Segment Open

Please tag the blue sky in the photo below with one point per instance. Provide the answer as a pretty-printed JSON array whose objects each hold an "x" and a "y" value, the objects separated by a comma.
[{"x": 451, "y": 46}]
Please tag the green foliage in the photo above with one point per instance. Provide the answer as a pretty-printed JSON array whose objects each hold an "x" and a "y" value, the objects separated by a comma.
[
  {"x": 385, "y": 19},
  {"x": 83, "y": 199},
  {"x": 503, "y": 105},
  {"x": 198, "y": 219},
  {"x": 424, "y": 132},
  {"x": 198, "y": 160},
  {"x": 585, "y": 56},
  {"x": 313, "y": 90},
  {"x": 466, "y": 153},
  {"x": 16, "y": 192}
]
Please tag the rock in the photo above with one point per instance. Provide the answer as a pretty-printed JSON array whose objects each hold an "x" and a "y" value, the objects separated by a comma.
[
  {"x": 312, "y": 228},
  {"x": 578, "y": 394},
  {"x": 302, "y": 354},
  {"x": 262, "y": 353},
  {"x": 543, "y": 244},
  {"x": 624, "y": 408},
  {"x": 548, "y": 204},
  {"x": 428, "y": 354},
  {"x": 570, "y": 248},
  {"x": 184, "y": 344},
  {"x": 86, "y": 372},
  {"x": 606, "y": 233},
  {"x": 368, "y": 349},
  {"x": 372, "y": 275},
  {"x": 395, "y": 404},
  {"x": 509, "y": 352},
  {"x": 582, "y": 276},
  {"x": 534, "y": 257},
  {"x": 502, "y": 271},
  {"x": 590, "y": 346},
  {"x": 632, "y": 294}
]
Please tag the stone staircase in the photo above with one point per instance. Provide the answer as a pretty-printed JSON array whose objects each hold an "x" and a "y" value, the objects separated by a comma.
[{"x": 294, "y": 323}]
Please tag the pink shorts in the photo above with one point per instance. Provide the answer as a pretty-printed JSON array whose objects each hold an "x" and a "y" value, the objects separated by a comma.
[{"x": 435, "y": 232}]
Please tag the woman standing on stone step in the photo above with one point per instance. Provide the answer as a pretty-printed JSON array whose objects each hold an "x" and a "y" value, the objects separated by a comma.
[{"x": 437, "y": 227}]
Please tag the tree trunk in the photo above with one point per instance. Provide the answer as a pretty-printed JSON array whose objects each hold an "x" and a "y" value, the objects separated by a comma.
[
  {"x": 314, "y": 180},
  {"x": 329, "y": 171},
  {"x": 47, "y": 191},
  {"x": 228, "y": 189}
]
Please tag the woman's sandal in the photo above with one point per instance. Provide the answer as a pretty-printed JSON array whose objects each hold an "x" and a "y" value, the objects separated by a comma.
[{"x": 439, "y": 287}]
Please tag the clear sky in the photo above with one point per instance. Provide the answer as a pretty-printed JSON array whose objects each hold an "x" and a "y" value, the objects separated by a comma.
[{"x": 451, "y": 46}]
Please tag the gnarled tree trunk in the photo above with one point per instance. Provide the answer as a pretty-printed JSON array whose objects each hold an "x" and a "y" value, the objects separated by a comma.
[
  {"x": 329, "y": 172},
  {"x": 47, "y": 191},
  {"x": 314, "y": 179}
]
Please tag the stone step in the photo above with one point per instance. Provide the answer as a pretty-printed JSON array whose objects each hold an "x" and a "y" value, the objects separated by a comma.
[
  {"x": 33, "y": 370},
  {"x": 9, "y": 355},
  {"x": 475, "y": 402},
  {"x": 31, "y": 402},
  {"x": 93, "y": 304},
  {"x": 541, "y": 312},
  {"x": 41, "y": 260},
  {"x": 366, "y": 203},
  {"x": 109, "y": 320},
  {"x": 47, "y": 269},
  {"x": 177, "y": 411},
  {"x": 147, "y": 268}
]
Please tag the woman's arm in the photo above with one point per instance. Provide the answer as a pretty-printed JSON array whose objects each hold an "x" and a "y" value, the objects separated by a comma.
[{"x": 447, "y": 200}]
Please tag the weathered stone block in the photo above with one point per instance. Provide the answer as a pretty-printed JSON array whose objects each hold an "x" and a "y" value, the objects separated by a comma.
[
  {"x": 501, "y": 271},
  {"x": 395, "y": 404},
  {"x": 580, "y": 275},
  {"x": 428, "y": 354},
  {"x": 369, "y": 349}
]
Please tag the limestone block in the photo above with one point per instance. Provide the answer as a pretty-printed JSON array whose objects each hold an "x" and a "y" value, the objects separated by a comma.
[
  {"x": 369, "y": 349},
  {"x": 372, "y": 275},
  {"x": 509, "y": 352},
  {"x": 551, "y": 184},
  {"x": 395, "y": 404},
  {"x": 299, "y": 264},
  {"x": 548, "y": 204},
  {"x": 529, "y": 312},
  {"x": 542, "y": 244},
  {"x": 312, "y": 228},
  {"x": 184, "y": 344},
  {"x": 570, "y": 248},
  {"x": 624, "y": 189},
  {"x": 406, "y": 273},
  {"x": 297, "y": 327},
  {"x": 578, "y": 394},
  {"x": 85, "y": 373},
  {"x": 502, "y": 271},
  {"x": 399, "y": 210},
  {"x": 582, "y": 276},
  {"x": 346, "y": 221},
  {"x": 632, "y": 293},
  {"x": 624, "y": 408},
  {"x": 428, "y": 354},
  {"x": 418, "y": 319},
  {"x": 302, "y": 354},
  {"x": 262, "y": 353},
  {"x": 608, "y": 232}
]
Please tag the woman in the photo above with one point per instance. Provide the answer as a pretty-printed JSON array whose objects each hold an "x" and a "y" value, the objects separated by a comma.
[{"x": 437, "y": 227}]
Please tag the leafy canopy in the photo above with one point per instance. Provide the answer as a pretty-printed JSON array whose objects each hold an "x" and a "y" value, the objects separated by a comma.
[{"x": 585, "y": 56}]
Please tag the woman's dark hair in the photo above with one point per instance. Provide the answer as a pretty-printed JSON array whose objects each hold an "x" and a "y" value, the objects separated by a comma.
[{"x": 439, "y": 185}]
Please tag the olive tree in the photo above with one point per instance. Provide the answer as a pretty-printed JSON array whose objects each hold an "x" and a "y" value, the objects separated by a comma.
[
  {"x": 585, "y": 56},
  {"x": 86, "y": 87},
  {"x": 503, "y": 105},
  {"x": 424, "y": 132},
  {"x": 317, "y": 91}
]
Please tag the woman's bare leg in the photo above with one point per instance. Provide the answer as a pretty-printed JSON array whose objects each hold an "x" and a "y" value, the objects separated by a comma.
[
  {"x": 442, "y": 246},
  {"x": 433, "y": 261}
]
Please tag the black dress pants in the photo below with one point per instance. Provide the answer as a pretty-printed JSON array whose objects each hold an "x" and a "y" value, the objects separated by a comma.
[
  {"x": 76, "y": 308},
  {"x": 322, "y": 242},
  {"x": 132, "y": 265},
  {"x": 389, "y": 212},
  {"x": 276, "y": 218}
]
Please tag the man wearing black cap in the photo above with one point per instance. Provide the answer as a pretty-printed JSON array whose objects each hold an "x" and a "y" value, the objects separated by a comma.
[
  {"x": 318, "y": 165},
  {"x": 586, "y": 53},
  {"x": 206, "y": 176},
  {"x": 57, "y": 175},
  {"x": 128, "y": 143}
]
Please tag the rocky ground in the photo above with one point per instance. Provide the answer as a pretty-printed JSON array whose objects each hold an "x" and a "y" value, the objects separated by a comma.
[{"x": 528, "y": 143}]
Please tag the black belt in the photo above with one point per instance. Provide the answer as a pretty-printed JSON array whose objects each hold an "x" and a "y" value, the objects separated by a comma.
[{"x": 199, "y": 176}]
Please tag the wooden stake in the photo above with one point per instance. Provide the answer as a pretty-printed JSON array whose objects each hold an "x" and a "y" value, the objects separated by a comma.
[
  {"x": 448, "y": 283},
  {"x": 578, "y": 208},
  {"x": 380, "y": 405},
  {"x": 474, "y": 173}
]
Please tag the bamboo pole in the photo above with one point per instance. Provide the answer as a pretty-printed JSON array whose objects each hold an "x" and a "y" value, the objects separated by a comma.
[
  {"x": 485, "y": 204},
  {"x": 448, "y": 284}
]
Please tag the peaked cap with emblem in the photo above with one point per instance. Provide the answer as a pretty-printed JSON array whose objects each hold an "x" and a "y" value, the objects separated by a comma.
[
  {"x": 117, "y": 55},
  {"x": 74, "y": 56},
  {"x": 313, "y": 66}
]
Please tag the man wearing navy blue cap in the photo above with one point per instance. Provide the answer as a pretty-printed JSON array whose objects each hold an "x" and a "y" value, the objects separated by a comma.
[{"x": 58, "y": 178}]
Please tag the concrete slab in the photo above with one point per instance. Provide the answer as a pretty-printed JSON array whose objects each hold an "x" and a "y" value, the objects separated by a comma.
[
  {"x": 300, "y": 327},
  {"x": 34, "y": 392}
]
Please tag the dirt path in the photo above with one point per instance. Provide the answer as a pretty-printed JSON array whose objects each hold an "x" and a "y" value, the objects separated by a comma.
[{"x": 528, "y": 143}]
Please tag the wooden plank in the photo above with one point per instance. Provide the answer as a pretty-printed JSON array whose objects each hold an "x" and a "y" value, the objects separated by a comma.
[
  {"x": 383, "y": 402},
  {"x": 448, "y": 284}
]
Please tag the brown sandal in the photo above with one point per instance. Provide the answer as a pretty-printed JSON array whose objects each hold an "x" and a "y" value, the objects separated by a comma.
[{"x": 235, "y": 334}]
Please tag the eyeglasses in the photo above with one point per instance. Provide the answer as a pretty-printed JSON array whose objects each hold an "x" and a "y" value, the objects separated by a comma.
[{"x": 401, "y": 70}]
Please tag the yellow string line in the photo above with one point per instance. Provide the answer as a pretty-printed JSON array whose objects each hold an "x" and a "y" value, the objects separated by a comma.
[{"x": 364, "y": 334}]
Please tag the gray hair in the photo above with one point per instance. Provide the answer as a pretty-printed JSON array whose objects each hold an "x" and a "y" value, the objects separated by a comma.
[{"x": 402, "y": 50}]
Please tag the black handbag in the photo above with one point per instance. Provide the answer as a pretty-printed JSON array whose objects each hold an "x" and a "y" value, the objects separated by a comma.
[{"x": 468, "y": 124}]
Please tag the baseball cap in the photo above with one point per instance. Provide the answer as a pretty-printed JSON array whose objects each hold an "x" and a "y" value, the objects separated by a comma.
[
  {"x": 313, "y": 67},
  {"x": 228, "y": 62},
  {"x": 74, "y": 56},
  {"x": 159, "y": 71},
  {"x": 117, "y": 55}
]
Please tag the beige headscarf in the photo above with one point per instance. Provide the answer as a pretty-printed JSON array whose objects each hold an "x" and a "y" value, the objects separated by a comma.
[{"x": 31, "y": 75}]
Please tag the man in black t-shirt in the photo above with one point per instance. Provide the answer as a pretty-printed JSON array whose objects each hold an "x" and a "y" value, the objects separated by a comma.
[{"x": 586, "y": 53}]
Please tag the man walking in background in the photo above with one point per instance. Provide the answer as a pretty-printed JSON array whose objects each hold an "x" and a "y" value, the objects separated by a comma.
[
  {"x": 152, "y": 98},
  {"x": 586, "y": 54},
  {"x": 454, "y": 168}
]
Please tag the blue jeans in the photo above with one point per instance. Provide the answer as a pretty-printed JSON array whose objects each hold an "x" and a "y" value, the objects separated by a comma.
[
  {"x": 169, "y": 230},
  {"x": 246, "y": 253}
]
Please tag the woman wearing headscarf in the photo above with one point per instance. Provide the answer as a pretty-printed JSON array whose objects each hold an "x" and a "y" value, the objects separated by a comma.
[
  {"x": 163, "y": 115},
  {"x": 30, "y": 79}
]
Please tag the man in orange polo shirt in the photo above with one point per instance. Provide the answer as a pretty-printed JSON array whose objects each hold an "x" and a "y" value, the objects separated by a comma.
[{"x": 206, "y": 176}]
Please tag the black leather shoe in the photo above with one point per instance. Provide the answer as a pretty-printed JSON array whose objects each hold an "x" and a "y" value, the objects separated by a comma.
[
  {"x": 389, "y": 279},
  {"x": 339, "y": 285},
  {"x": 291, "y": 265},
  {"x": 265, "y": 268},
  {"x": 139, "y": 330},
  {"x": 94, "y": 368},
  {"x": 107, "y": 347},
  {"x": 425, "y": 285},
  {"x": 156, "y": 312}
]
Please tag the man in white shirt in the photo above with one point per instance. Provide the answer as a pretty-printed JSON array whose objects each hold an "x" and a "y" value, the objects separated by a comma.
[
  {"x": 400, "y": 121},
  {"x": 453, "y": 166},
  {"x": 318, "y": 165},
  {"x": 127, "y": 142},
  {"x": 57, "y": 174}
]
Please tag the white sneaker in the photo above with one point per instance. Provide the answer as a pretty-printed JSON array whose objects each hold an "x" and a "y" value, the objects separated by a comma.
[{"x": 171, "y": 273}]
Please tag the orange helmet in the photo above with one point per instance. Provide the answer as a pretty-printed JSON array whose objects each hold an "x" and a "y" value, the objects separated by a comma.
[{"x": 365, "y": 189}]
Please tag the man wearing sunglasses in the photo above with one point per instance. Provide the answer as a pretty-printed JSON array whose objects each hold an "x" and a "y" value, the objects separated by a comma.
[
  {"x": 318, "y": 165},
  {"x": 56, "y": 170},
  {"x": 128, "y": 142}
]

Segment Closed

▶ **What to work on**
Each line from the one containing "Please tag the orange" through the end of the material must be output exactly, and no other line.

▶ **Answer for the task**
Please tag the orange helmet in the photo above with one point per instance. Provide the answer as a pretty-printed JSON array whose objects each hold an "x" and a "y" value, the objects separated by a comma.
[{"x": 365, "y": 189}]
Please tag the man wearing sunglasses in the photo above with one point per instance. Provide the answer as a pretty-printed JSON array whose objects each hold an "x" and a "y" value, the objects separated by a comma.
[
  {"x": 318, "y": 165},
  {"x": 56, "y": 170},
  {"x": 128, "y": 142}
]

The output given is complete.